> _Your instructions_
After locating the line with "In the picture above, where can the sneaker" in the data that follows, return it and every later line exactly, up to and including the line with "Task: place a pin on each instance of the white background.".

> _Exercise input_
######
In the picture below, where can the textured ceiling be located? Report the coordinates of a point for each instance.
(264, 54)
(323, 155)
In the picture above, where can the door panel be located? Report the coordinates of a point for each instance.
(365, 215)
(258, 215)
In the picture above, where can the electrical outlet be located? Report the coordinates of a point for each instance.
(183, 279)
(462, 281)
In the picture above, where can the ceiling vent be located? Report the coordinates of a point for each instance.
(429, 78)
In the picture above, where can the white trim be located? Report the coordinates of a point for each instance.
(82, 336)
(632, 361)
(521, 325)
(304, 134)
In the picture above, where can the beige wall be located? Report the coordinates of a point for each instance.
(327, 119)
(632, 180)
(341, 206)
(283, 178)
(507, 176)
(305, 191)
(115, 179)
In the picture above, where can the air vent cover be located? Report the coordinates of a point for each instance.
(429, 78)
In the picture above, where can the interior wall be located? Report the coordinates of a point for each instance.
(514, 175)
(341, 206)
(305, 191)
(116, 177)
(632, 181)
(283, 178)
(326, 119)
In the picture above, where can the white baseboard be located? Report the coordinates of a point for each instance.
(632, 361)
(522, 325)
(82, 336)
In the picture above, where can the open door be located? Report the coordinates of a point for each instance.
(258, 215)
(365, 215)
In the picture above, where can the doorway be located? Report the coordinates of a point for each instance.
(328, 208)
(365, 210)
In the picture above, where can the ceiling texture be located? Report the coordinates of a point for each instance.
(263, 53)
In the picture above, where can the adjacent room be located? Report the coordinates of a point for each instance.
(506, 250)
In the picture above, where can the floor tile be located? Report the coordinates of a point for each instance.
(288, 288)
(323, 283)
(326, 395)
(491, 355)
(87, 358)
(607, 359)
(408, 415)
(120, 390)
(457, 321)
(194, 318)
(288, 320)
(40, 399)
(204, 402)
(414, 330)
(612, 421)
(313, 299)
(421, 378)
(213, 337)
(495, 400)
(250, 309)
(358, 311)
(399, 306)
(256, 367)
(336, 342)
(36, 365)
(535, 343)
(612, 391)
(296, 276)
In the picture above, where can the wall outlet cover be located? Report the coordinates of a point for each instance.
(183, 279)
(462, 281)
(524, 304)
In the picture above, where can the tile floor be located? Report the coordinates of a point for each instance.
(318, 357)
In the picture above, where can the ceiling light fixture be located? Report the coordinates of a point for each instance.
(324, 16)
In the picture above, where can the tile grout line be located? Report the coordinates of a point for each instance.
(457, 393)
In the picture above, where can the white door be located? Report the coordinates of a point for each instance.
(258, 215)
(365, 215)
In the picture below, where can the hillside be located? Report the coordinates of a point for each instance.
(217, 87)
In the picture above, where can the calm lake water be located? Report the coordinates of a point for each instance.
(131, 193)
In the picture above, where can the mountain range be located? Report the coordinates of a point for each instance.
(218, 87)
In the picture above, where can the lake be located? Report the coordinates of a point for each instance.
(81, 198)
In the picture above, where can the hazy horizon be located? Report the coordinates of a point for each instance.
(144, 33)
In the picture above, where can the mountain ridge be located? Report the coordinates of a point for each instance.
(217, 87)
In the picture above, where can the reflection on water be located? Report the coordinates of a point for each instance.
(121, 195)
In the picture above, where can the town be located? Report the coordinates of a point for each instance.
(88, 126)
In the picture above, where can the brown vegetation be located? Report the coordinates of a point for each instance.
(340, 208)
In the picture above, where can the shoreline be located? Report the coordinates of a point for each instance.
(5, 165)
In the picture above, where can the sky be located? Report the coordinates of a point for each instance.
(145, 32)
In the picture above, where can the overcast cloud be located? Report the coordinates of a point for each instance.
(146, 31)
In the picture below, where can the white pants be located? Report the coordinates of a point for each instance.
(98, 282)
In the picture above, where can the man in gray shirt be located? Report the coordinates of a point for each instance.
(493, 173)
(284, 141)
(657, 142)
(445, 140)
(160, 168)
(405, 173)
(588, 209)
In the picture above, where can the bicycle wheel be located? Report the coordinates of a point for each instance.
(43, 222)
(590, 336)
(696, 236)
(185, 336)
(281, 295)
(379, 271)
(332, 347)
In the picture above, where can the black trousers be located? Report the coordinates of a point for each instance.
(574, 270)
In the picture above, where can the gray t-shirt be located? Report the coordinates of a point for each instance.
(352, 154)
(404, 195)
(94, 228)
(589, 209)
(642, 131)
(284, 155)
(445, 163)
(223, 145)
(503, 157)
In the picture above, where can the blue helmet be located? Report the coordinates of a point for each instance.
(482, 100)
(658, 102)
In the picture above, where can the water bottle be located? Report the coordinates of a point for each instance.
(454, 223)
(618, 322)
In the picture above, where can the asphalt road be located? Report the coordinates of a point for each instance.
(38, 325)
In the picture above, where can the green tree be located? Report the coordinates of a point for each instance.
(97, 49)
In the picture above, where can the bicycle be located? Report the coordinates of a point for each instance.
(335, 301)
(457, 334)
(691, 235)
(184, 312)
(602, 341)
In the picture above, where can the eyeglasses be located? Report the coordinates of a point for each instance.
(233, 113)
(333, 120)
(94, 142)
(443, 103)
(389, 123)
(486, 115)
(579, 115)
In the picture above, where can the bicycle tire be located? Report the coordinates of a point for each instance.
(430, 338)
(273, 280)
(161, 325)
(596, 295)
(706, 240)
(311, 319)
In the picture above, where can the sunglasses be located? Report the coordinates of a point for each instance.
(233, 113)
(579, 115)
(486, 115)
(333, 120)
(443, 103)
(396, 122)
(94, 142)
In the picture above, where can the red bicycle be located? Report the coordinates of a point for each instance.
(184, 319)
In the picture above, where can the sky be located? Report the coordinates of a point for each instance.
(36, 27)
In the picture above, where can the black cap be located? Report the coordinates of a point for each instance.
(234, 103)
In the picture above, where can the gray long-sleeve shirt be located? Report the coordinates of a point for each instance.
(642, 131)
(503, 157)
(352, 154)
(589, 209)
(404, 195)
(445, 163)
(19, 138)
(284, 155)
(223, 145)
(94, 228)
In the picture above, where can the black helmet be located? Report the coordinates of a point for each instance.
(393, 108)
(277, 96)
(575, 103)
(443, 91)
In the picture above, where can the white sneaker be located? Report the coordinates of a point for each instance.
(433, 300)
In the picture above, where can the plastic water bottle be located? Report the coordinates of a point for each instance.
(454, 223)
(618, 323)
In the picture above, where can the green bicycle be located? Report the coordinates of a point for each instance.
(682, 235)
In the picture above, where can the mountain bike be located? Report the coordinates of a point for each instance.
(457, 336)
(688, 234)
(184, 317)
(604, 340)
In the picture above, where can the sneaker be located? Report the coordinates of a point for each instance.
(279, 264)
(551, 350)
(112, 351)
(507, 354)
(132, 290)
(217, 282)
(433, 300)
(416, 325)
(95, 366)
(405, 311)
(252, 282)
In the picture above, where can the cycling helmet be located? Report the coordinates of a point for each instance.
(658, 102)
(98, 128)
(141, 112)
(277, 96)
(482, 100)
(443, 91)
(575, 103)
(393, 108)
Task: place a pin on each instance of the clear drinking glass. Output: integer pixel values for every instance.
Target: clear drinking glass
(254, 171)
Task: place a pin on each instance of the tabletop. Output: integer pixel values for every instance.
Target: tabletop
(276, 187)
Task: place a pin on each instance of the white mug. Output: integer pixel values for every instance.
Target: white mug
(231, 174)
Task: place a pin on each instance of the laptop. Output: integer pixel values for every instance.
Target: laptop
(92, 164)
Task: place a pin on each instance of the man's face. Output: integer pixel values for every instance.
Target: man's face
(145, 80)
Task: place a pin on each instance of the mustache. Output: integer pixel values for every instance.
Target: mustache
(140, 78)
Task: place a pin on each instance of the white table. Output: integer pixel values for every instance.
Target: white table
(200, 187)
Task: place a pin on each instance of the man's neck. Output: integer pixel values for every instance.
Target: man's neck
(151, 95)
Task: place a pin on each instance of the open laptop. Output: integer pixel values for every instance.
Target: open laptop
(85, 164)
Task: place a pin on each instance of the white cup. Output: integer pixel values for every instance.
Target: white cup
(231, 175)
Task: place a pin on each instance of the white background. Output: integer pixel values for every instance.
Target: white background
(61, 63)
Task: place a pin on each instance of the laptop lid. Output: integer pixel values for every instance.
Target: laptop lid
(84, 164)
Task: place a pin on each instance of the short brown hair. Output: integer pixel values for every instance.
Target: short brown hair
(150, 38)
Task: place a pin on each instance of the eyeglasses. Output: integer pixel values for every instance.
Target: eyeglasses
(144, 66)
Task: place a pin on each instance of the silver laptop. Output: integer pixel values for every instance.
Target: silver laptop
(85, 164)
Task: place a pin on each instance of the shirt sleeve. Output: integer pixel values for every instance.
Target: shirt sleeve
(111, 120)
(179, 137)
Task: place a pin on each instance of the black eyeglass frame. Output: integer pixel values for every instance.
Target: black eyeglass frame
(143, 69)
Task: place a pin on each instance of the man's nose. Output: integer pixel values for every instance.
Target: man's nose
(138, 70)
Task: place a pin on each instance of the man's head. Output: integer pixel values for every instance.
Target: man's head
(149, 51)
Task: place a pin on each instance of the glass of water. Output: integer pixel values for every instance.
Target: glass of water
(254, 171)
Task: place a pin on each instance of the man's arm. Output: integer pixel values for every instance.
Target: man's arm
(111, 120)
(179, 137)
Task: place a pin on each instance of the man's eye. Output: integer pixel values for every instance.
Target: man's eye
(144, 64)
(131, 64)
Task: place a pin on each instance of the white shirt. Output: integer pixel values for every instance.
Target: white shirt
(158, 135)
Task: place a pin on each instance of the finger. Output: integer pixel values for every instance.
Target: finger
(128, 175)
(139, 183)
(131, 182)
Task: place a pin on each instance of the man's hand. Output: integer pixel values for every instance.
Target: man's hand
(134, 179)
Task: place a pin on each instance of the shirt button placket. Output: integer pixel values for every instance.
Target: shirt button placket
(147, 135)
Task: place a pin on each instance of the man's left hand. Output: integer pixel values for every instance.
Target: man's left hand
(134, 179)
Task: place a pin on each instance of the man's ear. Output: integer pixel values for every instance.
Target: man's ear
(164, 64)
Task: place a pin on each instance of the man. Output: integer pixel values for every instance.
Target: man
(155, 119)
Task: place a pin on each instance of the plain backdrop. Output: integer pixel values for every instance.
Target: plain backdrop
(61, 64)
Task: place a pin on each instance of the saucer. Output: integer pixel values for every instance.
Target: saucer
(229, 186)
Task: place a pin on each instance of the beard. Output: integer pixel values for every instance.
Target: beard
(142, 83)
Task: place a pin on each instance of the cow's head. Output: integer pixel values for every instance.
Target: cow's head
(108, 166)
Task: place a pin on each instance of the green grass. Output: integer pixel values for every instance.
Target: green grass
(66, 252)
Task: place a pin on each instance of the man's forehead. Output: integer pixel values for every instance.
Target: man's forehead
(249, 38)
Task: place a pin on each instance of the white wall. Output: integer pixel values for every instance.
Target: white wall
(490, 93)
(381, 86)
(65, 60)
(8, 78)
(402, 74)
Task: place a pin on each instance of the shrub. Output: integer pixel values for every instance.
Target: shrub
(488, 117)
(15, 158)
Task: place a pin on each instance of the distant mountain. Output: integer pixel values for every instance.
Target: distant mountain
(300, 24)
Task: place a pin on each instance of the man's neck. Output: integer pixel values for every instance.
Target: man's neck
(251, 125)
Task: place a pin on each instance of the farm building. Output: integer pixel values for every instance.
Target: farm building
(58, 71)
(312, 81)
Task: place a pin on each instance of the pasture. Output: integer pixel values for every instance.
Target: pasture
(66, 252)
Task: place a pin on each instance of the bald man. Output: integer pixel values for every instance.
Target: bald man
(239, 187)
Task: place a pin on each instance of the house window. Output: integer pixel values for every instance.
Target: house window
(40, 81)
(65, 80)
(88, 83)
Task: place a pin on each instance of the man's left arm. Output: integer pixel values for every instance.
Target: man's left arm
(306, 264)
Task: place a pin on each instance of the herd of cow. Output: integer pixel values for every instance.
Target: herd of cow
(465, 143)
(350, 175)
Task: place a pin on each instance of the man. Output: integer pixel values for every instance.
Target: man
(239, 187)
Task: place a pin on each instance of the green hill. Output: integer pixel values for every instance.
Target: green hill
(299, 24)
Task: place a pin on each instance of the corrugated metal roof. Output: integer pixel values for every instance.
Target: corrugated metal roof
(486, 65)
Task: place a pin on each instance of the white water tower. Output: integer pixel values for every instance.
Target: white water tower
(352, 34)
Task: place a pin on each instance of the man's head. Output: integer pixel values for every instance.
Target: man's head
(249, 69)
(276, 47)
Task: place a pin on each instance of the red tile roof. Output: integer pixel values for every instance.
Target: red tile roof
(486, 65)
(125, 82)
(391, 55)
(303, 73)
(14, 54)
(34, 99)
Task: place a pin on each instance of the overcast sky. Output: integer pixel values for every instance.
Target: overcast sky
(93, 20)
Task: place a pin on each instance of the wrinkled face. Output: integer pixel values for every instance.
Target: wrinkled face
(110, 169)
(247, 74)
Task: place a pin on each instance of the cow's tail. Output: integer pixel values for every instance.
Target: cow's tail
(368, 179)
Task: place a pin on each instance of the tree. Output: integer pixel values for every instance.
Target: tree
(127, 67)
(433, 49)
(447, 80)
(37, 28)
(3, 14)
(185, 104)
######
> _Exercise solution_
In the picture above, where can the sneaker be located? Report the coordinates of a point for each instance.
(279, 264)
(551, 350)
(112, 351)
(507, 354)
(132, 290)
(217, 282)
(433, 300)
(416, 325)
(95, 366)
(405, 311)
(252, 282)
In the picture above, where can the cycling helmet be located? Report the coordinates of a point for each instance.
(658, 102)
(98, 128)
(141, 112)
(277, 96)
(482, 100)
(443, 91)
(575, 103)
(393, 108)
Task: place a pin on each instance of the clear drinking glass. Output: integer pixel values for every instance.
Target: clear drinking glass
(254, 171)
Task: place a pin on each instance of the tabletop. Output: integer pixel values for every instance.
Target: tabletop
(276, 187)
Task: place a pin on each instance of the white mug. Output: integer pixel values for every instance.
Target: white mug
(231, 174)
Task: place a pin on each instance of the laptop. Output: integer pixel values for every instance.
Target: laptop
(92, 164)
Task: place a pin on each instance of the man's face. Output: integer pixel values for every instance.
Target: man's face
(145, 80)
Task: place a pin on each instance of the mustache. Output: integer pixel values for every instance.
Target: mustache
(140, 78)
Task: place a pin on each instance of the white table. Output: integer pixel values for every instance.
Target: white table
(200, 187)
Task: place a pin on each instance of the man's neck. Output: integer pixel values for every instance.
Target: man's neck
(151, 95)
Task: place a pin on each instance of the open laptop. Output: integer pixel values for every instance.
Target: open laptop
(85, 164)
Task: place a pin on each instance of the white cup. Output: integer pixel values for every instance.
Target: white cup
(231, 175)
Task: place a pin on each instance of the white background. Output: integer pixel values for every instance.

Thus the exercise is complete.